Reproduce the lines of the listing below verbatim, starting at the line containing "Challenge: find every instance of rusty" and continuing through the final line of the listing.

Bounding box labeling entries
---------------

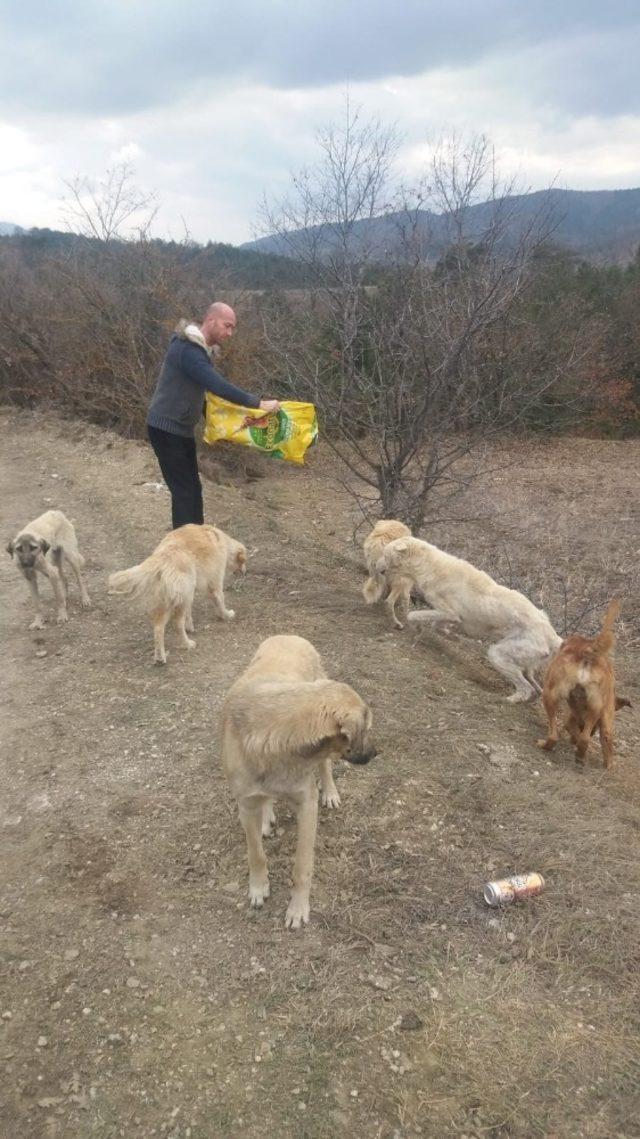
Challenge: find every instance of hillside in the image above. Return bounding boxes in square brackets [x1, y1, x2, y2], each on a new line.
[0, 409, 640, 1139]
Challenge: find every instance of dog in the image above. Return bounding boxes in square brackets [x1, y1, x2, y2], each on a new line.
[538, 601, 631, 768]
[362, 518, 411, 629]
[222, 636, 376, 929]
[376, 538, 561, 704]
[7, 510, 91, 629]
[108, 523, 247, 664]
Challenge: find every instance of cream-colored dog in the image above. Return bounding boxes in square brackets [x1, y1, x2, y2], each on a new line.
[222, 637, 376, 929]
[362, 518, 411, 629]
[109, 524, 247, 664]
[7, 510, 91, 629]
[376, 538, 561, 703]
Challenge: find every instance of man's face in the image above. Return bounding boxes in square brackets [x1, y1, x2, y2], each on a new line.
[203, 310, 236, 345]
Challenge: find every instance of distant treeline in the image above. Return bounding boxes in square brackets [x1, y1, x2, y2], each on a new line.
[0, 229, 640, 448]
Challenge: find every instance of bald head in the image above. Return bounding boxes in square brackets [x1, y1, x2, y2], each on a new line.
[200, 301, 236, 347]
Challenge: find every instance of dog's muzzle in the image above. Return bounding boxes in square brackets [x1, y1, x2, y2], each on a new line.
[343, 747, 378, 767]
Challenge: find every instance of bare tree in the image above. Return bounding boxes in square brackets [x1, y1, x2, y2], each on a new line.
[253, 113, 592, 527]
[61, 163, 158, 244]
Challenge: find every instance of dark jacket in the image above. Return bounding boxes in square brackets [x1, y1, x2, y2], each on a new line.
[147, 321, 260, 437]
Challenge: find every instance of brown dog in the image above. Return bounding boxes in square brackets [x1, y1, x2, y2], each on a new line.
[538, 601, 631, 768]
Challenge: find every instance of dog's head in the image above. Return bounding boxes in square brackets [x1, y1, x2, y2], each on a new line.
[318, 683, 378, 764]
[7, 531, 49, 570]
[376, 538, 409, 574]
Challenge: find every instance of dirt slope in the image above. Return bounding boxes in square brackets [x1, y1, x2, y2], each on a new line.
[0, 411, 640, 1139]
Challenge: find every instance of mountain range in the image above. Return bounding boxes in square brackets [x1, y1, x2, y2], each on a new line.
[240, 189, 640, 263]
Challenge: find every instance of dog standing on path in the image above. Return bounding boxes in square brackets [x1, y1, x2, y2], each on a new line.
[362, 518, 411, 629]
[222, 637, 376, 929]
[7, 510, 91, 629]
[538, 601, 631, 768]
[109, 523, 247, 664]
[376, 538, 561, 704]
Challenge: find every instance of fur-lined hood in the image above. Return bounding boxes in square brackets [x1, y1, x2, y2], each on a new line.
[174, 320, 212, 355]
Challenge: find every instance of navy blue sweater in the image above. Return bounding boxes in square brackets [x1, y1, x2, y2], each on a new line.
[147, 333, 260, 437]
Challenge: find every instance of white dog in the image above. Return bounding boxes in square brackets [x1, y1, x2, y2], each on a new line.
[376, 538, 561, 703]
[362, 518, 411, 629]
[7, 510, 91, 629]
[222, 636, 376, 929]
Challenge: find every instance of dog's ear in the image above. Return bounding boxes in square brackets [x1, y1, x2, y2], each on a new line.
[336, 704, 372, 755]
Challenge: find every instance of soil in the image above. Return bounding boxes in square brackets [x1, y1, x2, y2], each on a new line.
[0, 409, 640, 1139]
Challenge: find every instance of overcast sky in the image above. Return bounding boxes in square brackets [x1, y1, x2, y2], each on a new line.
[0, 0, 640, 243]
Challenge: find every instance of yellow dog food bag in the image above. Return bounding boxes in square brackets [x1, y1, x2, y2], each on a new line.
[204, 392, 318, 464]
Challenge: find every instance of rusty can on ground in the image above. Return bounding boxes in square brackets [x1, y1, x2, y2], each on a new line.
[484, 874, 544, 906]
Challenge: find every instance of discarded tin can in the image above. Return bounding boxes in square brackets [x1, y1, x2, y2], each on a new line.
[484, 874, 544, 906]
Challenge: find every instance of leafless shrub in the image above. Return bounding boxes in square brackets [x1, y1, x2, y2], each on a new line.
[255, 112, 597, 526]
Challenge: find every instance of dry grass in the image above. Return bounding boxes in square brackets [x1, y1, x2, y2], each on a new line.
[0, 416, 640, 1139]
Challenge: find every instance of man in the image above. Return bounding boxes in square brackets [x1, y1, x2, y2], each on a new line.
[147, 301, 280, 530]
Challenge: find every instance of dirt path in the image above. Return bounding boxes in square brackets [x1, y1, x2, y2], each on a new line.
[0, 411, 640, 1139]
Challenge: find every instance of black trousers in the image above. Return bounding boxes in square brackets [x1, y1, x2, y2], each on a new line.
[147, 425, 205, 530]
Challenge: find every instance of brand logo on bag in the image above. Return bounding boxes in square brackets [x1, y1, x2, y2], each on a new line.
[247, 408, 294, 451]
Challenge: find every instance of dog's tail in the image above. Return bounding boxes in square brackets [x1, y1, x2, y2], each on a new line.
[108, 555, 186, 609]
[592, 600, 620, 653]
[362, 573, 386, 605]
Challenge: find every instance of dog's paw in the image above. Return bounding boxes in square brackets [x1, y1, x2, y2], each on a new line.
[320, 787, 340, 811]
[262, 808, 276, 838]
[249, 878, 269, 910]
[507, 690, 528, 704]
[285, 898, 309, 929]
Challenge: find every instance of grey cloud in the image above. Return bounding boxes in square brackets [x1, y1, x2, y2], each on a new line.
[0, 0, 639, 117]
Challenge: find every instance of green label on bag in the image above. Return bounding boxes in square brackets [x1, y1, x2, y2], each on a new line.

---------------

EXERCISE SOLUTION —
Challenge: find every instance of rusty can on ground in the image above. Return bounding boxes in square brackets [x1, y1, x2, y2], each on a new line.
[484, 874, 544, 906]
Challenge: find every instance of discarded tin can in the image above. Return bounding boxes in square brackets [x1, y1, x2, y2], each on a new line.
[484, 874, 544, 906]
Challenge: find every instance of leafless shrub in the image above. Return bounding boxes in square brackets [x1, y1, x2, y2], each on a new line.
[255, 112, 597, 526]
Challenge: find every instance of dry grass in the image above. Return bounding boxes in square brackets [x1, y1, x2, y2], each on a new line.
[0, 416, 640, 1139]
Challenge: find every instance of man in the image above. Return bounding boxes in square brackets [x1, y1, x2, y2], each on a new line.
[147, 301, 280, 530]
Challenge: find every instance of dirt path in the image above. Return bounding boxes in square brackets [x1, y1, x2, y2], each on a new line.
[0, 411, 640, 1139]
Challenge: find every instance of black trousers in the image above. Return bounding boxes in square brackets [x1, y1, x2, y2], each on a new line.
[147, 425, 205, 530]
Challenge: find every instance of brand logo on bag in the image above. Return bounding boxes in square brackets [x1, y1, x2, y2], each on a new line.
[247, 408, 294, 451]
Challenge: find every instance of dog's tail in the image above. Return bounding boxes in square brackets [x1, y1, x2, y2], each on a new line.
[108, 555, 186, 609]
[592, 600, 620, 653]
[362, 573, 386, 605]
Challenge: find every instance of dog's paw in the image above. Return bounding boxes in square brackets [x1, y1, x2, y2], each on a new line.
[320, 787, 340, 811]
[262, 808, 276, 838]
[249, 878, 269, 910]
[507, 690, 528, 704]
[285, 898, 309, 929]
Challenge: find every instance of grey cloud in the image above. Return bounding boxes in square brackets [x1, y1, x2, y2], each on a new line.
[0, 0, 639, 117]
Challenge: find every instance of green label on bag in the image above. Return bounding boxes in square brackets [x1, y1, x2, y2], each on a new line.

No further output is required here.